That shifting dialogue is central to Tsivrikos’s thinking. He describes curation as a form of applied psychology, informed not only by his master’s degree in curation, but also by his professional understanding of how environment shapes identity and behavior. In his view, works do not simply hang in a room. They alter one another, and they alter the people living with them.
The same logic underpins The TAGLI, the London-based gallery and advisory he founded. Its name comes from Lucio Fontana’s notion of tagli, or cuts, the slashes that opened new spatial possibilities on canvas. Tsivrikos sees that gesture as a useful metaphor for art itself: something that interrupts habit, creates depth, and changes perspective.
Asked what he values most, he is clear that art is not primarily a financial asset. It is cultural and emotional first. That belief also informs his advice to anyone curious about another person, or about their own response to art: go on a museum date. The way someone describes a work, he says, can reveal how they think, what they notice, and what they feel.
The work he returns to most often is Ken Currie’s *Resurrection*. Small enough to sit within the scale of his torso, the painting shows two blue, disembodied gloves descending into the picture plane. Tsivrikos reads the image as ambiguous and strangely consoling, a scene of intervention without fixed identity. For him, that uncertainty is the point. Art, at its best, does not close meaning down. It opens it up.

•••••

-- Exercise instructions --
According to the profile of Tsivrikos, what is the source of the name of The TAGLI?

-- Material provided --

•••••

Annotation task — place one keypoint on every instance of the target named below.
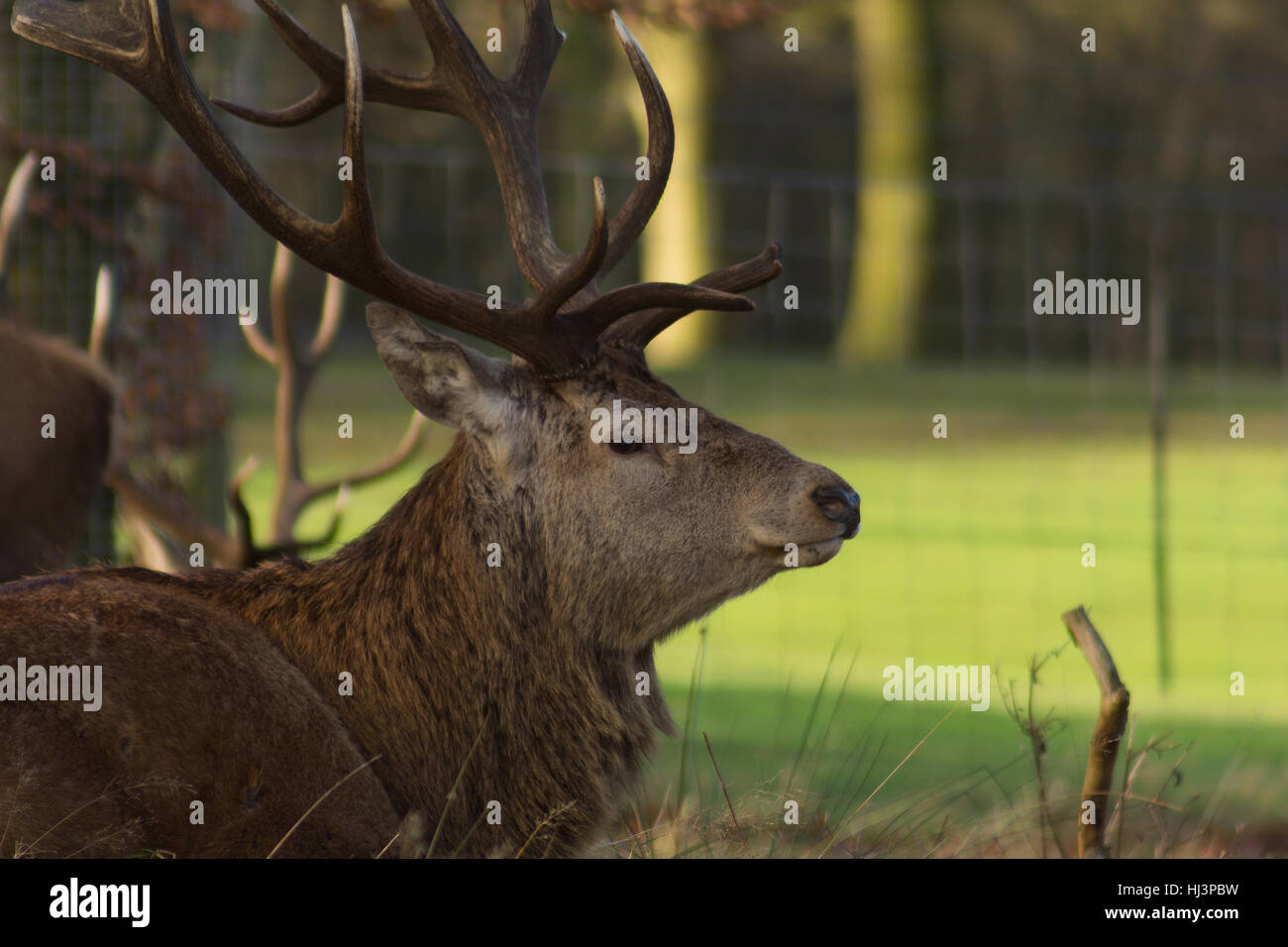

•••••

-- The response --
It comes from Lucio Fontana's notion of tagli, or cuts, the slashes that opened new spatial possibilities on canvas.